Consigne
Poursuivez l'article sur les soixante ans de l'organisation panafricaine à partir de sa dernière phrase.

Texte à lire
|---|

DÉCRYPTAGE. Tout en tirant les leçons de ses échecs passés, l’Union africaine (UA) affiche sa ferme volonté de ne plus être au centre des rivalités géopolitiques.
e jeudi 25 mai est célébrée la journée de l’Afrique. En effet, cela fait soixante ans que l’idée d’une unité africaine a fait son chemin pour devenir plus concrète à travers une institution dédiée. Après la première Conférence des États, qui avait réuni à Accra, en 1958, les huit États africains indépendants, près d’une trentaine de pays décident de fonder, à Addis-Abeba, le 25 mai 1963, l’Organisation de l’unité africaine (OUA). Et ce malgré les divisions entre « progressistes » et « modérés ». Parmi, les objectifs fixés, au-delà du contenu et de la forme à donner à l’unité, l’urgence a été de faire front pour obtenir la décolonisation du continent et mettre fin à l’apartheid. Depuis, l’institution n’a fait que grandir, avec au total, aujourd’hui 55 pays membres et autant de défis. 60 ans après, quel bilan dresser de l’action de cette organisation ? Que reste-t-il du rêve des pères fondateurs ? Quel avenir pour l’institution panafricaine ?

|---|

Enregistrements fournis

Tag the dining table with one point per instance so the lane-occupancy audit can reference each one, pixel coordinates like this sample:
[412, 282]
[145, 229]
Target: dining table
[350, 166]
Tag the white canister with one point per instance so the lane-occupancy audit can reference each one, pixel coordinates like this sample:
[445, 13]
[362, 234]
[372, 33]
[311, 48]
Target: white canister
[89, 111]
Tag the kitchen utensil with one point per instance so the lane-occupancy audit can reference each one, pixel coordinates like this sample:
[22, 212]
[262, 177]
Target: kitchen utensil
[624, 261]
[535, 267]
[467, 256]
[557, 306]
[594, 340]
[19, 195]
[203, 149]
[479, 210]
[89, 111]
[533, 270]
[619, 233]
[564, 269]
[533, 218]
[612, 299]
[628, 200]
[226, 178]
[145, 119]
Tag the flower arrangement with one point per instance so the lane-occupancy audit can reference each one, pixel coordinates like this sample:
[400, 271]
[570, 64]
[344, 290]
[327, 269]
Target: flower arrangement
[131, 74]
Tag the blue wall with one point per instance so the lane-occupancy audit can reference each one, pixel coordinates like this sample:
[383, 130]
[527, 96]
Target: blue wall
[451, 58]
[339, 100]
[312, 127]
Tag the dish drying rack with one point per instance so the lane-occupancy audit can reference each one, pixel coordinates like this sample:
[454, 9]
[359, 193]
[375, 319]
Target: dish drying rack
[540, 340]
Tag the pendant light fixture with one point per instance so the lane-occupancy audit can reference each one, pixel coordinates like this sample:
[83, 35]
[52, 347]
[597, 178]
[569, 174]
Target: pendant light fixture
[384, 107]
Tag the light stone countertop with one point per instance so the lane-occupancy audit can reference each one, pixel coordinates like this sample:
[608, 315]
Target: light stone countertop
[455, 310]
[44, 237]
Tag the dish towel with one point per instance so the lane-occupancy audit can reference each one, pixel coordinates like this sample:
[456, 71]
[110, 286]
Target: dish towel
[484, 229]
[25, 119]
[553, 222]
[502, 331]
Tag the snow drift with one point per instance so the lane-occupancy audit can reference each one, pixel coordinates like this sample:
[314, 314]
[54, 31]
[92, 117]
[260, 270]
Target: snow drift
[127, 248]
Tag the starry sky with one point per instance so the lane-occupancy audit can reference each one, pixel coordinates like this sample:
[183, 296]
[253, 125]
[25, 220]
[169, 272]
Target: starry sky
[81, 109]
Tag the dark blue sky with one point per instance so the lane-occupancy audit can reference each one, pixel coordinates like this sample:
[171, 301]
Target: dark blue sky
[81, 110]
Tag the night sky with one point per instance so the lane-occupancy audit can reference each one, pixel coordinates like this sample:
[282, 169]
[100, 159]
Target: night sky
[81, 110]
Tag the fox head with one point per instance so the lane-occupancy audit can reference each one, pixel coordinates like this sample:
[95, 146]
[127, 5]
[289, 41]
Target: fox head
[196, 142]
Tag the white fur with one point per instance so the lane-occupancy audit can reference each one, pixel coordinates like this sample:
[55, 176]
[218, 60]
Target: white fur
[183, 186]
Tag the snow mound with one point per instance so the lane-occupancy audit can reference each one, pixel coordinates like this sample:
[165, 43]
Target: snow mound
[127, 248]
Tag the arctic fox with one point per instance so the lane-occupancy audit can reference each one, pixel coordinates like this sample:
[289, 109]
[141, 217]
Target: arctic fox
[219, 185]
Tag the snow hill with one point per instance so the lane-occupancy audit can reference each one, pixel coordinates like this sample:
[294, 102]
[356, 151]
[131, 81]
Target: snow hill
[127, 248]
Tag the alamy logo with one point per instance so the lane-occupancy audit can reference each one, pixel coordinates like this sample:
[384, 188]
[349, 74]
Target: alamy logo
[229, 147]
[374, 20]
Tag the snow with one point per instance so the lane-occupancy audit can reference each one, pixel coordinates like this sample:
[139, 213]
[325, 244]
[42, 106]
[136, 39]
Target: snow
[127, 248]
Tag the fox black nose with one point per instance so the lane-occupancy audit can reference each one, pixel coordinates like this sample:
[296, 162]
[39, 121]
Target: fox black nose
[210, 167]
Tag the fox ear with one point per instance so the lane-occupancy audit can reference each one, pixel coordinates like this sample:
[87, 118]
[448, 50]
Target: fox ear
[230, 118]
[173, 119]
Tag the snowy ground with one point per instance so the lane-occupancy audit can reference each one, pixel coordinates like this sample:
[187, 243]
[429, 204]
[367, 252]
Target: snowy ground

|---|

Réponse attendue
La Nouvelle Donne géopolitique en échos aux débuts de l’OUA
L’Afrique ne doit pas redevenir un « terrain de bataille géostratégique », a martelé ce jeudi le président de la Commission de l’Union africaine, Moussa Faki Mahamat, appelant les pays du continent à « résister à l’instrumentalisation » des grandes puissances sur fond de conflit en Ukraine. « Dans ce contexte international d’affrontement, des intérêts géopolitiques divergents, la volonté des uns et des autres menace de transformer l’Afrique en terrain de bataille géostratégique, recréant de ce fait une nouvelle version de la guerre froide », a lancé le dirigeant de l’organisation panafricaine, depuis le siège à Addis-Abeba. « Dans ce jeu à somme nulle, où les gains des autres se traduisent par des pertes pour l’Afrique, nous devons résister à toutes les formes d’instrumentalisation de nos États membres », a-t-il poursuivi.
L’Afrique est au cœur de luttes d’influences internationales qui ont redoublé depuis l’offensive russe en Ukraine. Sur fond de sanctions occidentales, Moscou cherche des soutiens en Asie et en Afrique, où de nombreux États n’ont pas ouvertement condamné l’intervention militaire russe. La Russie a multiplié ces dernières années les initiatives sur le continent, visant à se poser comme alternative aux anciennes puissances coloniales.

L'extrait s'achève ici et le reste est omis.